■ PROBLEMS TO WORK ON
• a. In the stress-research passage, which school at UC Davis is Carolyn Stull part of?
• b. Carry on the passage about stress research from the point where it ends.

■ EXCERPTED PASSAGE
##############################
The basic intricacies of the stress-response system are both beautiful and baffiing. But researchers point out that there are practical reasons for dissecting the system down to the molecular level. Understanding how the system operates should lead to applications for the health of both humans and animals.

"Twenty years ago, if you went to a doctor did they ever ask you if you're under stress?" asks Mendoza. "Today you won't find a general practitioner who doesn't think that lifestyle issues are important to health.

"Everybody now knows about stress but nobody knows what it is," she says. "We have to get to the point where my physician can tell me what stress is and how it works."

In the meantime, researchers in related fields are finding plenty of applications for the knowledge gleaned by basic researchers like Mendoza.

"I'm really grateful that other people have done the work of identifying levels of cortisol and other stress indicators," says Carolyn Stull, Cooperative Extension animal scientist in UC Davis' School of Veterinary Medicine. "Now I don't have to spend time developing assays for these hormones." Stull photo

Specializing in animal welfare of domestic large animals, Stull has studied issues such as veal-calf management techniques, alternative methods of raising heifer calves, stress factors for growing hogs and long-distance transportation of horses.
##############################
■ INFORMATION SHOWN
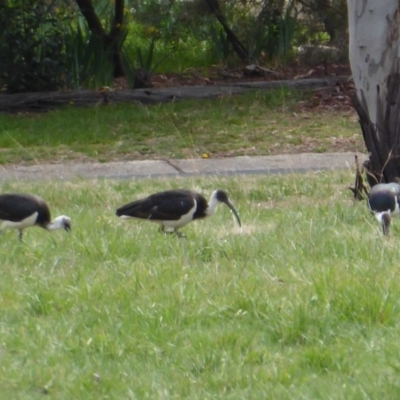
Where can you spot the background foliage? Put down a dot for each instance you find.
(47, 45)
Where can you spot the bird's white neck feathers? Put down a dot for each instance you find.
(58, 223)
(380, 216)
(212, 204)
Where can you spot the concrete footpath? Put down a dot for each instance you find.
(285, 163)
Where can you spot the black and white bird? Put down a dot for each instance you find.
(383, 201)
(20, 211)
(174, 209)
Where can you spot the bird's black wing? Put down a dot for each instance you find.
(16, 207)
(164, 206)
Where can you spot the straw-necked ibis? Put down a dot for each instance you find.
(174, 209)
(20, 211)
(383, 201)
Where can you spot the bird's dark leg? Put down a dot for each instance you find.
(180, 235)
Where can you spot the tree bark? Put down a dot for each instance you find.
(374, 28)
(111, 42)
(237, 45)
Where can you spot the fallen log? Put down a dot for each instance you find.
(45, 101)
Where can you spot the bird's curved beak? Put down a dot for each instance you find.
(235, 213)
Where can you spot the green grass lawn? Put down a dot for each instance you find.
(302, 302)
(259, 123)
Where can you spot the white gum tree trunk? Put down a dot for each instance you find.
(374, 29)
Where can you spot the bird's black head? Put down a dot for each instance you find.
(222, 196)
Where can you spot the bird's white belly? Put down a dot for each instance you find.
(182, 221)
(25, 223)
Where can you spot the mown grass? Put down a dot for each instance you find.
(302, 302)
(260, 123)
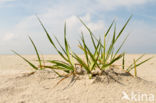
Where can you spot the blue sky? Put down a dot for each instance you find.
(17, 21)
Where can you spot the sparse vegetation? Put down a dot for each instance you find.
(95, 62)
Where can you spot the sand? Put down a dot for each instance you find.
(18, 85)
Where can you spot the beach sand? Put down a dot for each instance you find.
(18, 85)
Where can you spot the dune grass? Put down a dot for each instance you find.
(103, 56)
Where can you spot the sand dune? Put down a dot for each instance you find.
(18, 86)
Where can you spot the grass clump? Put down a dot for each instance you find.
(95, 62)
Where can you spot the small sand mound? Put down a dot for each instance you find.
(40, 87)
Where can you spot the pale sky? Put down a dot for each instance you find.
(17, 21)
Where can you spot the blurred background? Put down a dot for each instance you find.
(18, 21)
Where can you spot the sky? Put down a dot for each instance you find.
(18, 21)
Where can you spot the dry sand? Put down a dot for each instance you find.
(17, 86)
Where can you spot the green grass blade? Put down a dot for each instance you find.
##############################
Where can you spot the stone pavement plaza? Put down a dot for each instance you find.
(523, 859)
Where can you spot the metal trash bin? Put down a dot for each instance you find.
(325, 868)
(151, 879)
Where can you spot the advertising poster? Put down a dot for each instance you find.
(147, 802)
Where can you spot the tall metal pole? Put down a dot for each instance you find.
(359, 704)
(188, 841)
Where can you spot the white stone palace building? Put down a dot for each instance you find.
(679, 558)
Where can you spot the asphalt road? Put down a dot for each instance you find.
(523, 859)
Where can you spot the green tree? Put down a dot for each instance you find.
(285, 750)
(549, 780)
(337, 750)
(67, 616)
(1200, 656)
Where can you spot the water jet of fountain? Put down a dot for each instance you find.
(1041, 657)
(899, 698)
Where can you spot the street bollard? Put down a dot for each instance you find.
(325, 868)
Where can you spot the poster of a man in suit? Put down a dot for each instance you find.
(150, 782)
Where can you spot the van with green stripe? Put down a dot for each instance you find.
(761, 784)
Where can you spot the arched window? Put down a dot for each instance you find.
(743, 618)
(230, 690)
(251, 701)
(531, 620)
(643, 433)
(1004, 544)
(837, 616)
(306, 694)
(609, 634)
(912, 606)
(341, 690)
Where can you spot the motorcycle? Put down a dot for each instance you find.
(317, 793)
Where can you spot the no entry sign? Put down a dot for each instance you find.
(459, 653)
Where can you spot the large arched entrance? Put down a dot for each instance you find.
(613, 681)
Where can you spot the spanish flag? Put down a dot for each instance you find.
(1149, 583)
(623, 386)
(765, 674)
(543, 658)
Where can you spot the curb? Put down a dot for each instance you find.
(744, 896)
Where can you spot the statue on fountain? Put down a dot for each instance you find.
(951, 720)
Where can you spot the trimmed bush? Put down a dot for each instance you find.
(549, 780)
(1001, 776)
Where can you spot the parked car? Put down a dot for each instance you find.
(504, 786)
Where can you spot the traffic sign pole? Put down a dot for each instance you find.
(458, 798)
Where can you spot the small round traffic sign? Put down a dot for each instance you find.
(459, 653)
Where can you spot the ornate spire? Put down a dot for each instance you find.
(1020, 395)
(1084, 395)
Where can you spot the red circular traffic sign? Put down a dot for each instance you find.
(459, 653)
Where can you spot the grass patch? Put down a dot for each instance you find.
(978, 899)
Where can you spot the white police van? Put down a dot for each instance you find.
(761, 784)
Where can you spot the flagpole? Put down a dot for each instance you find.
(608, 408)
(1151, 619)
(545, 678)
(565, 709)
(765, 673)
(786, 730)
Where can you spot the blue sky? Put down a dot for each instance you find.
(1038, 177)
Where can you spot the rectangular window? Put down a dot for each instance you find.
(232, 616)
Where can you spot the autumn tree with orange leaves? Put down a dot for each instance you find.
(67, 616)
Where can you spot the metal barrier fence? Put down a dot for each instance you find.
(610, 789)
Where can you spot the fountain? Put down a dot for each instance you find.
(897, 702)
##############################
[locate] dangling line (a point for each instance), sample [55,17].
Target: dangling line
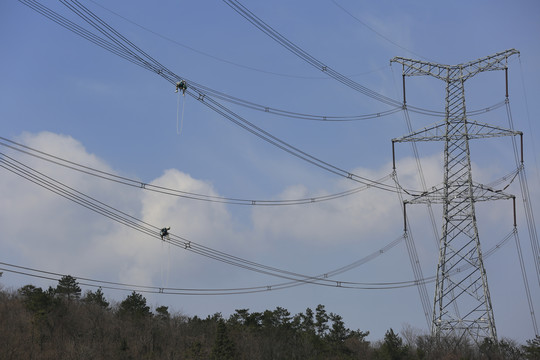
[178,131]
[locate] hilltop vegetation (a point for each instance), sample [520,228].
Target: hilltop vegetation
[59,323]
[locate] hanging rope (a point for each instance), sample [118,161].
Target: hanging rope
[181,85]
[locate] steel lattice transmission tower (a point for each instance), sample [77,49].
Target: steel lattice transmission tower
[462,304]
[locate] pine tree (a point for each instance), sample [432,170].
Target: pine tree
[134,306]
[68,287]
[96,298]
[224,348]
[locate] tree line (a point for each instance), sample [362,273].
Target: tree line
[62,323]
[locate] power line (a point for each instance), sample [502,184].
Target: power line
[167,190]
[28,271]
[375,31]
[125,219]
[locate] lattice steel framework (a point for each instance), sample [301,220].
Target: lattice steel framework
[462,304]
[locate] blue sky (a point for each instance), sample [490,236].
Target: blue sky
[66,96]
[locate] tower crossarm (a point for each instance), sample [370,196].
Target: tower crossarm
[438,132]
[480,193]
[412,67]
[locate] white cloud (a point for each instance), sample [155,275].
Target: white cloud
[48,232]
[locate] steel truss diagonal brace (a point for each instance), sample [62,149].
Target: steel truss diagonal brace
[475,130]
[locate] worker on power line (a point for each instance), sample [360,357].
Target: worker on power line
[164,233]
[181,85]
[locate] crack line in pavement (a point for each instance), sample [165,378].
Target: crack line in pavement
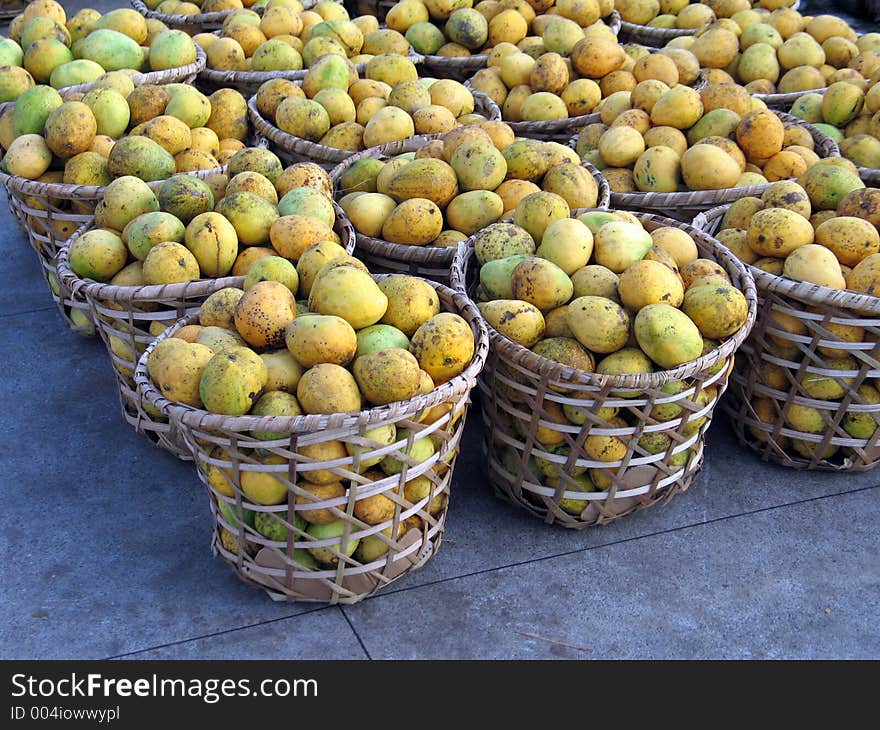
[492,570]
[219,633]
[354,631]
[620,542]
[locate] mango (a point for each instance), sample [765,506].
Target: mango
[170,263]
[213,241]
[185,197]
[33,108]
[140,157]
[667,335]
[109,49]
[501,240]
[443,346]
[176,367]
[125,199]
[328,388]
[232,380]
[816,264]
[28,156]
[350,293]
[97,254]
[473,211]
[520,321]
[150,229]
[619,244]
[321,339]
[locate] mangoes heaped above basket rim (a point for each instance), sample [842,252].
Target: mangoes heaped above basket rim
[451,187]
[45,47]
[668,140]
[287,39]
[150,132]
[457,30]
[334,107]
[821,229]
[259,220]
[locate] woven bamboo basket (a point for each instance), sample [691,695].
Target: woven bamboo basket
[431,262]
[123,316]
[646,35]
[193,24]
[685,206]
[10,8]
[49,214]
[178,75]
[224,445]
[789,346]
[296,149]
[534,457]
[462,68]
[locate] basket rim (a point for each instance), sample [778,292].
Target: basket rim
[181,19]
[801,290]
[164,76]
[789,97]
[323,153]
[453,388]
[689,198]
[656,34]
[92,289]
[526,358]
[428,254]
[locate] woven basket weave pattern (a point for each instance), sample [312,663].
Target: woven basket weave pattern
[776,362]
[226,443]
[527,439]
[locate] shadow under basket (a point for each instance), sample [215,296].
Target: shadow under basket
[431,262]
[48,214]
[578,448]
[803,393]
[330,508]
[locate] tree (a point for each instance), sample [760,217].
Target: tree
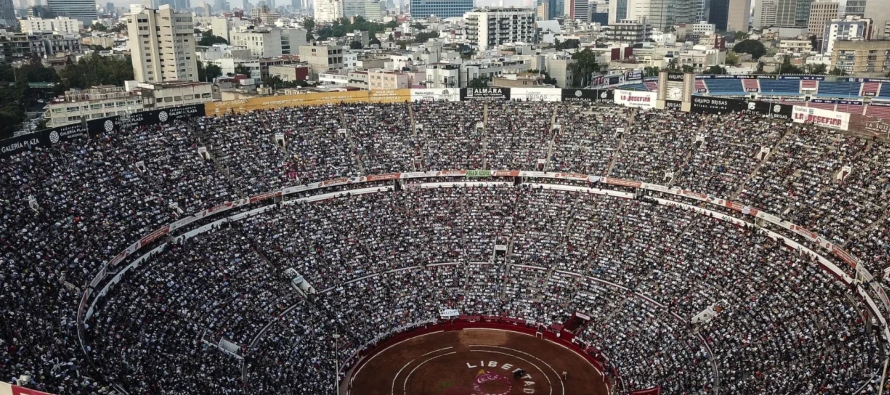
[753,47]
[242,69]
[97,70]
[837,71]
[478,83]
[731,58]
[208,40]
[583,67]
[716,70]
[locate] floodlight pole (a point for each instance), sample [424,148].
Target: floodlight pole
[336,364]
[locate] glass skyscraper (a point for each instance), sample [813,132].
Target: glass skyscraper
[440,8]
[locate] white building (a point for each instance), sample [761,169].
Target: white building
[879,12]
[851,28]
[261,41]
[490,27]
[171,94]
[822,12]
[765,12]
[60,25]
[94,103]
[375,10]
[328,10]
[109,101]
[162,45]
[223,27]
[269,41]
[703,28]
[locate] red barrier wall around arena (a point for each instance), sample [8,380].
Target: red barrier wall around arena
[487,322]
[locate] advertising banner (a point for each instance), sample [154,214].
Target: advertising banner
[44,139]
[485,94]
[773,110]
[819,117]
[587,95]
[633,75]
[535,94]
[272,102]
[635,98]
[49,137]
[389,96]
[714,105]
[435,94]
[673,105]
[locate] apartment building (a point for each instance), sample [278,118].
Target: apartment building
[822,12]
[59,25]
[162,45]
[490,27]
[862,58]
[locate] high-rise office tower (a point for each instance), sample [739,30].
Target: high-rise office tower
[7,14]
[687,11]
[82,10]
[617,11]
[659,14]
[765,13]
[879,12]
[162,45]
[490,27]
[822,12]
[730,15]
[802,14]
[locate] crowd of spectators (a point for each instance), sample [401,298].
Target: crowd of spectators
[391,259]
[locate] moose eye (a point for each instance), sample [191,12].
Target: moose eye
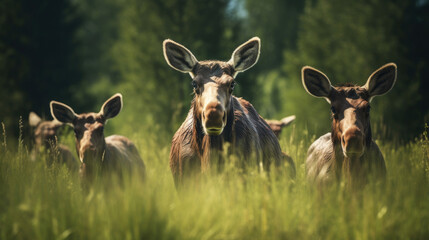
##############################
■ ACTIVITY ANSWERS
• a. The School of Veterinary Medicine.

• b.
"Industry is interested in stress and animal welfare both from an economic standpoint and in terms of public perception," she says. "Also, with agricultural trade becoming global, we have to make sure that our minimum standards are acceptable to our international trading partners."

Science's growing understanding of the biology of stress has equipped Stull to objectively investigate the tough issues in animal agriculture, including a 1992 study of veal production. Because male calves are of little value to dairy producers, they are commonly removed from their mothers at birth so that the cow's milk can be harvested. These bull calves are sold to veal production facilities and housed in individual, stall-like enclosures. They are fed a liquid milk-replacer diet for 16 to 20 weeks; then they are processed for their pale-colored tender meat.

Although that system for raising veal calves had raised charges of animal cruelty, Stull's study, which included measurement of stress indicators such as the hormone cortisol, found that most veal calves were well-fed and humanely cared for. However, because the calves usually were not allowed to consume the antibody-rich colostrum or "first milk" from their mothers, their young immune systems were quite weakened and they might be vulnerable to disease, especially if intermingled with others in groups.

Stull's major recommendation was that veal calves be given the protective colostrum shortly following birth.

While the confined management system for veal calves may not match up with the idyllic image of pasture-raised cows, there was no sign that the veal calves were suffering from abusive or stressful treatment, she concluded.

"It's very hard to raise a calf without colostrum, which suggests that existing veal management practices were actually very good," she says, noting that veal calves have only a 5 percent mortality rate, compared to a higher mortality rate for heifer calves.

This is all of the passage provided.